Copy out every line exactly, passing over the pictures.

* * *

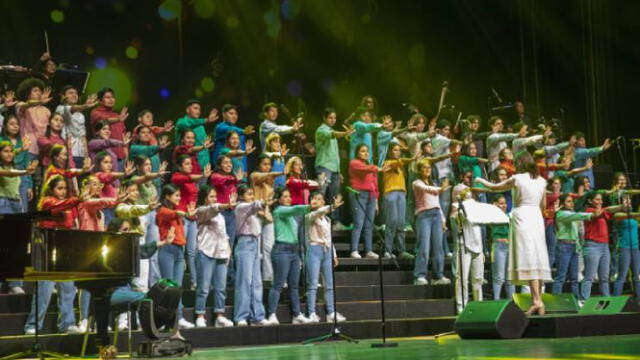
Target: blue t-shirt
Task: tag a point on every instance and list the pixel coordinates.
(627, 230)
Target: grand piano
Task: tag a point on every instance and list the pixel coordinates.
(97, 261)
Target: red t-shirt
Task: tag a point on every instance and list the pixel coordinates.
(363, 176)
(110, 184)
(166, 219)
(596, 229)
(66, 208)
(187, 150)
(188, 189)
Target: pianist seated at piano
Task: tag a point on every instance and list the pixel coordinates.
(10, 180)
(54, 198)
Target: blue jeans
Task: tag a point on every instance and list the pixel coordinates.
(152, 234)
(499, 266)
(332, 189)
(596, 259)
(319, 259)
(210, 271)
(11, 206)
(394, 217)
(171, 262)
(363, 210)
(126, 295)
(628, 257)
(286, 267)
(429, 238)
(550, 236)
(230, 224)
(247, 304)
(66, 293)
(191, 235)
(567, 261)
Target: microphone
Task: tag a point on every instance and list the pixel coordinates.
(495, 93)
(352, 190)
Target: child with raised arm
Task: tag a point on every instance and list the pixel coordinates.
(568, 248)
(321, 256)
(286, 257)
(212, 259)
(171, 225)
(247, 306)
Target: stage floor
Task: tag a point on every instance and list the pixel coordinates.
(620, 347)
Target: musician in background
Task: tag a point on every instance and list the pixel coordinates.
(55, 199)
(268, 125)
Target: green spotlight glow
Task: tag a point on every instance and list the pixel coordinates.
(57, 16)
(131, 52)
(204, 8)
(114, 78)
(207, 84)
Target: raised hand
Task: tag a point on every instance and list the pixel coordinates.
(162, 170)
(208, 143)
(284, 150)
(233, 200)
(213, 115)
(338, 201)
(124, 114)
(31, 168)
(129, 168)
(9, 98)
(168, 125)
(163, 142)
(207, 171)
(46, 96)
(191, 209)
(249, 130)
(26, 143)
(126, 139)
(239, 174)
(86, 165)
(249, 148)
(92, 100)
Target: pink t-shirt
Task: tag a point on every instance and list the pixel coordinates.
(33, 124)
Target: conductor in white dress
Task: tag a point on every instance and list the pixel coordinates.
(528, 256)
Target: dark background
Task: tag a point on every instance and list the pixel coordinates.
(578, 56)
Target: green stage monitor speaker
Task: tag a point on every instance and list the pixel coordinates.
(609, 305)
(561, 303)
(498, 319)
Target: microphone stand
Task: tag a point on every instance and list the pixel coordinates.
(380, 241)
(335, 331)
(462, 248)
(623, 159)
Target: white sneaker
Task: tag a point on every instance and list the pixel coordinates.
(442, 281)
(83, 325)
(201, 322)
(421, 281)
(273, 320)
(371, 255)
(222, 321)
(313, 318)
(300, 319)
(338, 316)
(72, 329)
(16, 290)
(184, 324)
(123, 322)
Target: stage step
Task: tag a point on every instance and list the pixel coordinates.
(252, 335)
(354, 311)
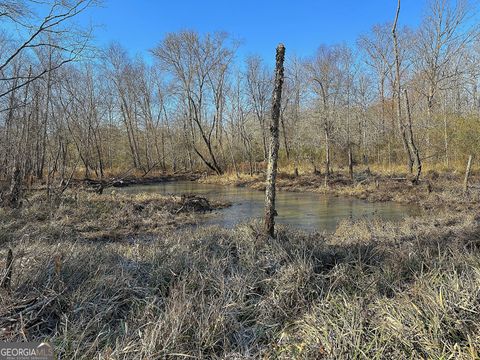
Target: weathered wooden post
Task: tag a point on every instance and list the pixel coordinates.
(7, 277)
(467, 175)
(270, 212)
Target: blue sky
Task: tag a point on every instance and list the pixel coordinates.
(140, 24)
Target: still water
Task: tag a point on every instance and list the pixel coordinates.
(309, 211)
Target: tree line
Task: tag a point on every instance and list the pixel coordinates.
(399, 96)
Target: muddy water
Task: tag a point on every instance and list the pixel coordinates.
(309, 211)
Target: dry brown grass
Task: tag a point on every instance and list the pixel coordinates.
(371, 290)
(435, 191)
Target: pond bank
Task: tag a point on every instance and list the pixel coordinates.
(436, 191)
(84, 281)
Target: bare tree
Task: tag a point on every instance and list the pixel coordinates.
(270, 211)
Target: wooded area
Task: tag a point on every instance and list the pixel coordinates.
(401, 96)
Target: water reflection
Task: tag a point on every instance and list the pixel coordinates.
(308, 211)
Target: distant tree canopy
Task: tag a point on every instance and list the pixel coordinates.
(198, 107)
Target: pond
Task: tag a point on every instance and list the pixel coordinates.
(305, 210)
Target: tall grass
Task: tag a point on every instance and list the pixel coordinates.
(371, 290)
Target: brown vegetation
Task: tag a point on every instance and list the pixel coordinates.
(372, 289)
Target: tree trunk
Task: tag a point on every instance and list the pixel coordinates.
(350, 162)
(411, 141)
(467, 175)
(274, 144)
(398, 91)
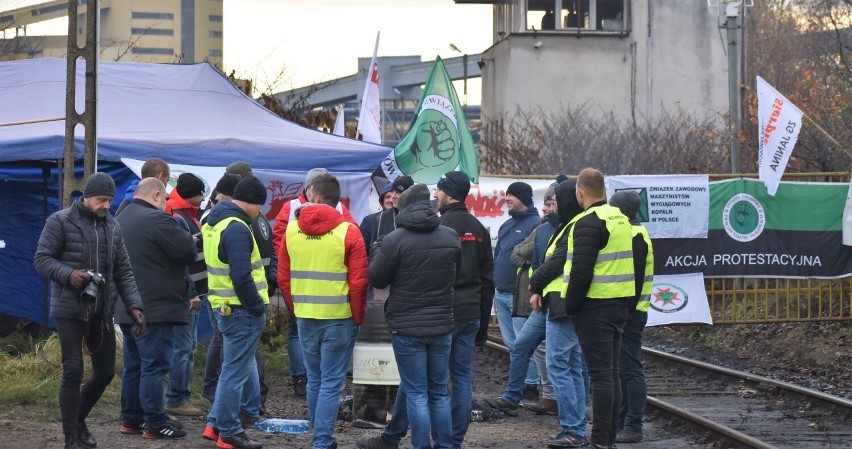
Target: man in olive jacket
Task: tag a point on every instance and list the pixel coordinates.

* * *

Response below:
Target: blue t-shirt
Task: tag a point on every instance and list the pixel coordinates.
(627, 230)
Target: grand piano
Task: tag a point on every instance and list the pixel coordinates.
(97, 261)
Target: red t-shirt
Task: tag a point on every instance and list the pixel coordinates.
(363, 176)
(110, 184)
(166, 219)
(596, 229)
(66, 208)
(187, 150)
(188, 189)
Target: pianist seated at piano
Task: tag a point on every instance and list the pixel coordinates.
(10, 180)
(54, 198)
Target: blue jeans
Task: tag a point on every instance and list the pixel coordinates.
(152, 234)
(499, 266)
(332, 189)
(596, 259)
(319, 259)
(210, 271)
(11, 206)
(394, 217)
(171, 262)
(363, 210)
(126, 295)
(628, 257)
(286, 267)
(429, 238)
(550, 236)
(230, 224)
(247, 304)
(66, 293)
(191, 235)
(567, 261)
Target: microphone
Task: tag a point on every instance and list the pixel coordinates.
(495, 93)
(352, 190)
Target: child with raised arm
Task: tag a point on every instance and list the pixel coordinates.
(568, 248)
(321, 256)
(286, 257)
(212, 259)
(171, 225)
(247, 306)
Target: stage floor
Task: tag a point on every instance and list the pixel coordinates.
(620, 347)
Target: musician in background
Task: tag a point on every instance and list the pixel coordinates.
(55, 199)
(268, 125)
Target: green spotlight glow
Task: tag a point on every instance and list the pixel coordinates.
(57, 16)
(131, 52)
(204, 8)
(114, 78)
(207, 84)
Target: raised hand
Task: tag a point on every instance and list the pixel coordinates.
(162, 170)
(208, 143)
(284, 150)
(233, 200)
(213, 115)
(338, 201)
(124, 114)
(31, 168)
(129, 168)
(9, 98)
(168, 125)
(163, 142)
(207, 171)
(46, 96)
(191, 209)
(249, 130)
(26, 143)
(126, 139)
(239, 174)
(86, 165)
(249, 148)
(92, 100)
Target: pink t-shirt
Task: tag a point on every instance and list the pixel coordinates.
(33, 124)
Target: conductor in white dress
Task: tag a point on every instance and list the pixel coordinates.
(528, 256)
Target: dark background
Task: tag a point on every instance and list the pixel coordinates.
(578, 56)
Target: green stage monitor speaker
Task: tag a point on every instance and list the pixel coordinates.
(609, 305)
(561, 303)
(498, 319)
Target: microphone stand
Task: tag a point on every instance and list the pixel coordinates.
(380, 241)
(335, 331)
(462, 248)
(623, 159)
Target: white sneaker
Task: tag a point on every instance and list the pixel coordinates.
(442, 281)
(83, 325)
(201, 322)
(421, 281)
(273, 320)
(371, 255)
(222, 321)
(313, 318)
(300, 319)
(338, 316)
(72, 329)
(16, 290)
(184, 324)
(123, 322)
Target: stage step
Task: tag a point on every instance and list the pixel coordinates.
(252, 335)
(354, 311)
Target: weathered wooden post
Task: tag a point on every instance and list the pixel coordinates.
(7, 277)
(467, 175)
(270, 212)
Target: blue sky
Task: tag a point on every instance and list the pixel coordinates.
(140, 24)
Target: still water
Task: tag a point on every instance and list the pixel coordinates.
(309, 211)
Target: tree line
Task: tag a point on every instance and list the pixel coordinates.
(399, 96)
Target: muddy water
Task: tag a point on every instance and list the pixel coordinates.
(309, 211)
Target: dry brown grass
Task: tag a point on every instance and list the pixel coordinates.
(371, 290)
(435, 191)
Target: pond bank
Task: tag a point on every instance and list the pixel coordinates.
(436, 191)
(84, 281)
Target: bare tree
Task: tag a point on every instance and list the pixel coordinates.
(270, 211)
Target: wooded area
Task: tag a point on every instance and list the pixel coordinates.
(401, 96)
Target: water reflection
Task: tag a point on every instance and list the pixel coordinates.
(308, 211)
Target: distant tree canopy
Task: tag a point on every instance and list the pixel coordinates.
(198, 107)
Target: pond
Task: tag a point on every instance and list the pixel coordinates.
(305, 210)
Target: tall grass
Task: tag a point on every instance and list the pixel coordinates.
(371, 290)
Target: brown vegetation
Task: tag a point on every instance and list the pixel coordinates.
(372, 289)
Target: tree trunk
Task: tag a point on every instance and list the pixel coordinates.
(350, 162)
(411, 141)
(467, 175)
(274, 144)
(398, 91)
Target: man in olive jacket
Task: tag a point on every instance and list the pixel coordinates.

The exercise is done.